ASSIGNED TASK: Print exactly those lines that run from the beginning of the data to the line bearing "Locate the puppy's ear", inclusive.

[Saved entries]
* * * * * * *

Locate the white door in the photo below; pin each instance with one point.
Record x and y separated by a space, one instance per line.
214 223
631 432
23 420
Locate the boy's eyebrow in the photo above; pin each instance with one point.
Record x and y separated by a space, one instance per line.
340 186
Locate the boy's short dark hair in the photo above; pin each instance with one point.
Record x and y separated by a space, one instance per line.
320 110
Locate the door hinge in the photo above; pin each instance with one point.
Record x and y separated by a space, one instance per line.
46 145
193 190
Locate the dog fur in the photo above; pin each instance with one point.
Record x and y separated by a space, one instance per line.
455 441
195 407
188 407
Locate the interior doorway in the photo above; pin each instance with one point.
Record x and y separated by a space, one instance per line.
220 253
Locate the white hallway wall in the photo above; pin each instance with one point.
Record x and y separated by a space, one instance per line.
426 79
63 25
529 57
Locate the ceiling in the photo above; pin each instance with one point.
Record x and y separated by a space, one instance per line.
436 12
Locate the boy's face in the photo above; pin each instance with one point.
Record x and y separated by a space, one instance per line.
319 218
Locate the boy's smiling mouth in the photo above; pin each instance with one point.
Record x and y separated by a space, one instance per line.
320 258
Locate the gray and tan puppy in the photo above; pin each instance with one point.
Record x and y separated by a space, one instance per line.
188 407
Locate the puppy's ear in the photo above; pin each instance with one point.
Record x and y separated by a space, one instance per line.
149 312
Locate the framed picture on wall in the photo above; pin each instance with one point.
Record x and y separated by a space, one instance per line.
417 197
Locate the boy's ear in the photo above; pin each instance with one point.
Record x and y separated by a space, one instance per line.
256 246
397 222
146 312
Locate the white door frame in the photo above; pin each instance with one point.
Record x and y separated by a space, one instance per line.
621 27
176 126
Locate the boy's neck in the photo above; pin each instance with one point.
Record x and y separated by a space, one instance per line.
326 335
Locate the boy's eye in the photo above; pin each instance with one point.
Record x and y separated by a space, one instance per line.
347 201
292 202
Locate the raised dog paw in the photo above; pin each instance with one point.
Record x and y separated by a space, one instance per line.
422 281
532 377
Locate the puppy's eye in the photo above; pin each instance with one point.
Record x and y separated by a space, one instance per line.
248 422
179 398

* * * * * * *

TASK ANSWER:
Locate the white door in the photo below; pin each instance with one point.
Record x and y separated by a space, one instance per line.
214 223
631 432
23 420
Locate the boy's eyebrow in the photo above; pin each instance with one point.
Record x and y separated by a space, one instance per line.
340 186
Locate the boy's short dark hair in the photo above; pin each instance with one point.
Record x and y separated by a space, one instance per line.
320 110
Locate the door hinge in the photo above; pin each instance with one point.
Record x and y separated by a space, one instance per line.
46 145
193 190
Locate the dog fur in the photo above; pin each instance with one point.
Record x and y separated by a space, one instance per line.
455 441
195 407
188 407
Locate the interior doorway in the photo above; pin each instance with one point.
Record x and y separated by a space, one instance per line.
220 253
Locate the white hallway wall in the photo above; pin each instance with one point.
Record x and y separated by a space, one instance per line.
426 79
63 25
529 57
Locate the ceiling in the photo above; pin each instance with one point.
Record x and y separated by a space, one instance per line.
436 12
Locate the boy's face in the photo above; pin each instance with one point.
Record x and y separated by a space, one instance per line.
319 218
Locate the boy's smiling mouth in the photo above; pin each instance with one point.
Record x and y separated by a space, one instance per line.
320 258
Locate the gray and tan puppy in the photo above; pin each instance with one point.
Record x and y separated by a space, one instance per line.
188 407
Locate the puppy's ear in the photo above; pin each instance with one point.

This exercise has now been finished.